Chapter 3 Central goals and assumptions

In the remainder of this text, we will largely focus on the case where we are given a dataset containing samples \(\vec{x}_1,\dots,\vec{x}_N \in \mathbb{R}^d\). We will assume that the vectors were drawn independently from some unknown data generating process. As we discussed briefly in Chapter 1, in UL we want to learn important relationships within the dataset that can provide a simplified but meaningful summary of the data. The central assumption to UL is that such structure exists, though the specifics vary depending on the setting.

The two largest areas of focus herein are dimension reduction/manifold learning and clustering which can both be used for feature engineering, data compression, and exploratory data analysis. Dimension reduction is also commonly used for visualization. We’ll briefly discuss association rules in Section 4.2.

3.1 Dimension reduction and manifold learning

Algorithms for dimension reduction and manifold learning have a number of different applications which are all based on the Manifold Hypothesis

Hypothesis 3.1 (Manifold Hypothesis) The points in a high-dimensional dataset live on a latent low-dimension surface (also called a manifold).

The manifold hypothesis implies that the dataset can be described by a much smaller number of dimensions. Determining the manifold structure and a simplified set of coordinates for each point on the manifold is the central goal of these algorithms.

3.2 Clustering

Hypothesis 3.2 (Clustering Hypothesis) The points in a dataset can be grouped into well defined subsets. Points in each subset are similar and points in different subsets are not.

The cluster hypothesis suggests there are non-overlapping regions. Within each region there are (many) similar points, and there are no points whose are comparably similar to those in more than one subset.

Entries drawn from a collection

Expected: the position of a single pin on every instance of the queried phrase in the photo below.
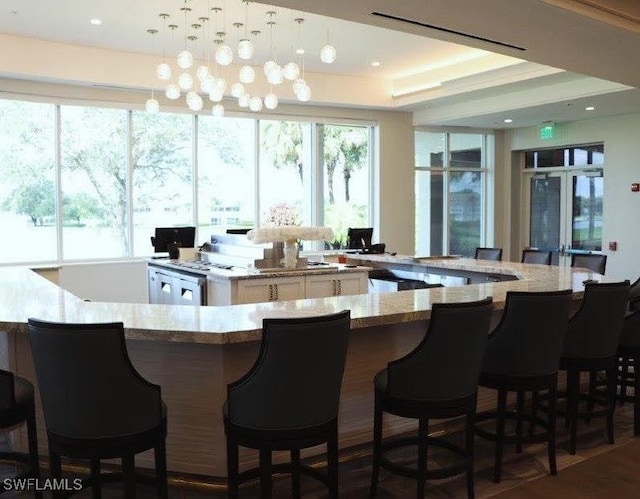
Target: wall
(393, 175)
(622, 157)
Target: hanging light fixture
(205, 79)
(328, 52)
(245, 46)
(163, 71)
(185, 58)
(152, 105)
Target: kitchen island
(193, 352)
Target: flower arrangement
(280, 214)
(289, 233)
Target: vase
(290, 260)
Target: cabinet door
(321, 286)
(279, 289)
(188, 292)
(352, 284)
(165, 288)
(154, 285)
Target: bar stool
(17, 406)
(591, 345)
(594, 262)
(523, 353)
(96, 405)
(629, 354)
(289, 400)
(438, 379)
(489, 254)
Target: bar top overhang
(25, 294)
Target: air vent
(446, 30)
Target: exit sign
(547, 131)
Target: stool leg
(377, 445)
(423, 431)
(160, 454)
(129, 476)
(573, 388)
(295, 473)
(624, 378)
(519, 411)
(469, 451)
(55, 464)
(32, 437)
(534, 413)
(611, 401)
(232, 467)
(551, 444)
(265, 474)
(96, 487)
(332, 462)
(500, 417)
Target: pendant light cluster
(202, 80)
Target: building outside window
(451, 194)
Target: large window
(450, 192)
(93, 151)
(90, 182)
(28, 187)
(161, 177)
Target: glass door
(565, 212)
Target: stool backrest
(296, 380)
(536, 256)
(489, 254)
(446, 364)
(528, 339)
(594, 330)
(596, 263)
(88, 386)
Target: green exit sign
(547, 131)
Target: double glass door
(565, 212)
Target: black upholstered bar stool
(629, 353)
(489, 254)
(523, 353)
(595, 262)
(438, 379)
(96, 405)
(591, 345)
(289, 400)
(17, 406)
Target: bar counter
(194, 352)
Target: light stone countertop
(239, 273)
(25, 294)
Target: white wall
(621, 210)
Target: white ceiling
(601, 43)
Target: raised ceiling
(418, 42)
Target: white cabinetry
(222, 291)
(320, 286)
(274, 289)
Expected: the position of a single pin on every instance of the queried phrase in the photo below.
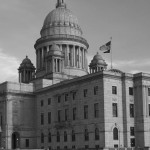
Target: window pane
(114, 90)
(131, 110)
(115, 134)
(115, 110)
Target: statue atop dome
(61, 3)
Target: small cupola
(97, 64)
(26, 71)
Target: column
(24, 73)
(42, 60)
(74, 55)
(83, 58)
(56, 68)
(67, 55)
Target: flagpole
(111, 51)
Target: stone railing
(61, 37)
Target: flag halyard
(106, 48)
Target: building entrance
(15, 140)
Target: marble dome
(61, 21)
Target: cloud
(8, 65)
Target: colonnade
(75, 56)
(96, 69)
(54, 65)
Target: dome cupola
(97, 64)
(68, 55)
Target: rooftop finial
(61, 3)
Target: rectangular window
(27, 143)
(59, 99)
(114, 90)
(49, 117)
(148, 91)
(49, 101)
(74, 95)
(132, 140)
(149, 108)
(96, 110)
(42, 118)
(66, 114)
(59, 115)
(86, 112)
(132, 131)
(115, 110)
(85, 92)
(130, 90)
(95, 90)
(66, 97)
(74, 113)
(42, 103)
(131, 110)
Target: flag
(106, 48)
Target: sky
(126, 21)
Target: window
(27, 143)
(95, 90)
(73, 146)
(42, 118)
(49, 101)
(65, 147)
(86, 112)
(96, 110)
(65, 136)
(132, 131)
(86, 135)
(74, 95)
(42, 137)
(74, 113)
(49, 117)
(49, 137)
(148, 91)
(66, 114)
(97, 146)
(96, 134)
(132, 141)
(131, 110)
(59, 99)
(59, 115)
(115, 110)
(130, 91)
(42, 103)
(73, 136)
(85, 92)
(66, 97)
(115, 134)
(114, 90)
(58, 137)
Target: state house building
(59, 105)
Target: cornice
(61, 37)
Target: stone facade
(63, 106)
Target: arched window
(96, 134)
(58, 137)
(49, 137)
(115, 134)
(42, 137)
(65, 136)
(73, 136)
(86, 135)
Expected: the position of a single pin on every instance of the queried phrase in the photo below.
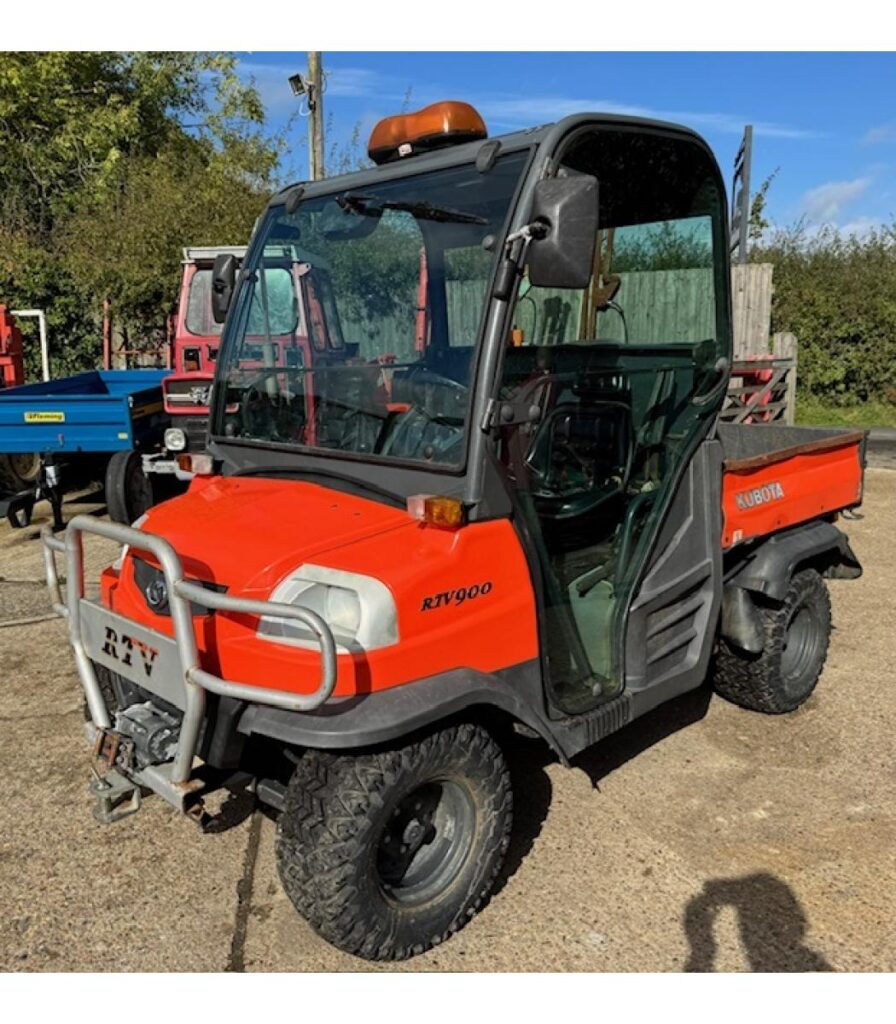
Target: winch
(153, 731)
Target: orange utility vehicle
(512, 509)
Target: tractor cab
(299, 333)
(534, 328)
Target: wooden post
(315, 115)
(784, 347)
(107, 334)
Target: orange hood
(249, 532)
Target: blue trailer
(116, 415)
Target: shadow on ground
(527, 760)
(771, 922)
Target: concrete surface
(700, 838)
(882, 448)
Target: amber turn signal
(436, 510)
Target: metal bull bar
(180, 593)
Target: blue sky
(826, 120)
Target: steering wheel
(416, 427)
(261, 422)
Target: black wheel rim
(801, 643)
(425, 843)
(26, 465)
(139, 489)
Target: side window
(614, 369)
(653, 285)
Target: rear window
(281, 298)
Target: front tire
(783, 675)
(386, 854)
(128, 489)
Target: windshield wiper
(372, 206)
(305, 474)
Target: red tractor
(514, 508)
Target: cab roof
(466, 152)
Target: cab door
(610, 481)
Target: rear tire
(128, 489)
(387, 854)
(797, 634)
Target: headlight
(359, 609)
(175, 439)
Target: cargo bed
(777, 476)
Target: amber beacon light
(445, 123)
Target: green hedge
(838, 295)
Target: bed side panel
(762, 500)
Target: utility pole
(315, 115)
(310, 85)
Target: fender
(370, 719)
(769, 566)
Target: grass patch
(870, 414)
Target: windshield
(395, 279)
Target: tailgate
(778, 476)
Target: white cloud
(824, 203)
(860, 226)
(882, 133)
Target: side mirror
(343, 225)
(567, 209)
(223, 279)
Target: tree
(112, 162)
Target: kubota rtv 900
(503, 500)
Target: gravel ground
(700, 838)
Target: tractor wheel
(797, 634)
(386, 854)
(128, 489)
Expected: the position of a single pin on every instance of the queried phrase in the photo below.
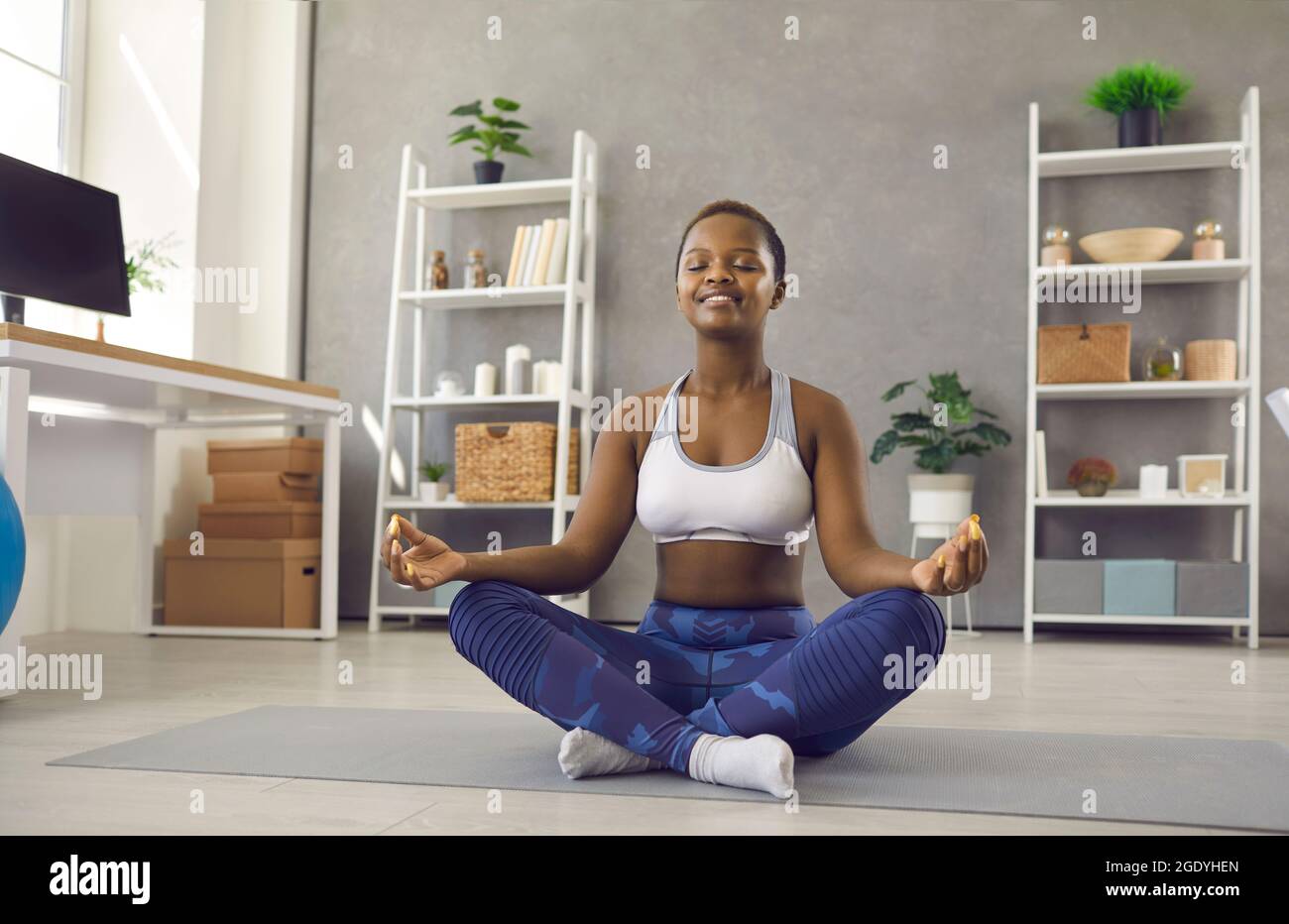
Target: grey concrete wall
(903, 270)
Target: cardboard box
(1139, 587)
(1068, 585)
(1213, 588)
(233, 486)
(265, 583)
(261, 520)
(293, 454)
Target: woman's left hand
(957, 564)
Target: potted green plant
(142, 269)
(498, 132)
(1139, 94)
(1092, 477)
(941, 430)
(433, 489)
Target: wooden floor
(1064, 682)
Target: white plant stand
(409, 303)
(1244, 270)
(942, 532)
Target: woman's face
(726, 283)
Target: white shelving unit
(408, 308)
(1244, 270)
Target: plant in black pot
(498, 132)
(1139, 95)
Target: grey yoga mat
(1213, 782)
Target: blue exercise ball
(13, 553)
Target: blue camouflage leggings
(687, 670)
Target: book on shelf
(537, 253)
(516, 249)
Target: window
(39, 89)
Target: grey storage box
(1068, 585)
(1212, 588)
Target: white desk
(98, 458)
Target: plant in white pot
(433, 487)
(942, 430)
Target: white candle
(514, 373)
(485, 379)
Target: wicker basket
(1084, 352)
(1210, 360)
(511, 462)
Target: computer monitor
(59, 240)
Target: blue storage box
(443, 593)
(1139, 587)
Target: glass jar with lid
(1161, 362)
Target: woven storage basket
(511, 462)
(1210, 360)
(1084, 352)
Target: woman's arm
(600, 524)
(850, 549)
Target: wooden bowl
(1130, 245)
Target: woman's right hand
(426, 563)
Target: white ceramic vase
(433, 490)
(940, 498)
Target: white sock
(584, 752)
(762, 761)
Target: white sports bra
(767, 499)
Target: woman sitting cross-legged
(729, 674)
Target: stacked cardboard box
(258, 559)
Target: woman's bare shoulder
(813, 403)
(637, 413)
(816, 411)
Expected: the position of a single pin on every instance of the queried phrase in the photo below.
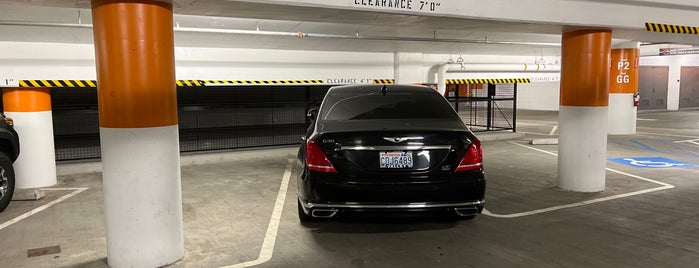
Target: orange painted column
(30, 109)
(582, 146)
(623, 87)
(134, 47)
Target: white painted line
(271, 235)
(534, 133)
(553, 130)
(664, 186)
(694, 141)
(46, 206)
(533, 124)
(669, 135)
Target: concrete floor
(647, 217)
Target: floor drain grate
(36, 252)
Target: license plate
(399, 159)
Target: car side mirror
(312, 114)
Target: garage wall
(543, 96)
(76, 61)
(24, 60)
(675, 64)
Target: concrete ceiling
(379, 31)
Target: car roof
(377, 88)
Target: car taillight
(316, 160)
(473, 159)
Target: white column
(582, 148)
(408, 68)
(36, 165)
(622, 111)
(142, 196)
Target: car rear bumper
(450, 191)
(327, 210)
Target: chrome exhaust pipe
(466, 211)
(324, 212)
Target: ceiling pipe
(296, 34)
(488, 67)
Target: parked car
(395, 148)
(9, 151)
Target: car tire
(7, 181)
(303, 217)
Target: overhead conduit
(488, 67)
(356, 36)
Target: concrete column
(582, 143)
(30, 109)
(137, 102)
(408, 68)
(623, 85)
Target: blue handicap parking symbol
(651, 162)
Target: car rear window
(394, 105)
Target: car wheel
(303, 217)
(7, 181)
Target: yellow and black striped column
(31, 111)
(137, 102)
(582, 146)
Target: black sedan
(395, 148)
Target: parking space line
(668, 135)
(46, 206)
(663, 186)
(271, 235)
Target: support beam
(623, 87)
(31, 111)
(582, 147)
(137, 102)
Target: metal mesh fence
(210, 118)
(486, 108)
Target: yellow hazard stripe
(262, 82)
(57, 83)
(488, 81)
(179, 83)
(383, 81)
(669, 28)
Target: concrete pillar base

§ Tasks to perform:
**a.** Return the passage from the chapter on central goals and assumptions starting with "Chapter 3 Central" and going on through "on the setting.".
**b.** According to the chapter on central goals and assumptions, what does the manifold hypothesis imply about a dataset?
**c.** List every use that the chapter on central goals and assumptions says both dimension reduction/manifold learning and clustering can serve.

§ Solutions in order:
**a.**
Chapter 3 Central goals and assumptions

In the remainder of this text, we will largely focus on the case where we are given a dataset containing samples \(\vec{x}_1,\dots,\vec{x}_N \in \mathbb{R}^d\). We will assume that the vectors were drawn independently from some unknown data generating process. As we discussed briefly in Chapter 1, in UL we want to learn important relationships within the dataset that can provide a simplified but meaningful summary of the data. The central assumption to UL is that such structure exists, though the specifics vary depending on the setting.

**b.** It implies that the dataset can be described by a much smaller number of dimensions.

**c.** Feature engineering, data compression, exploratory data analysis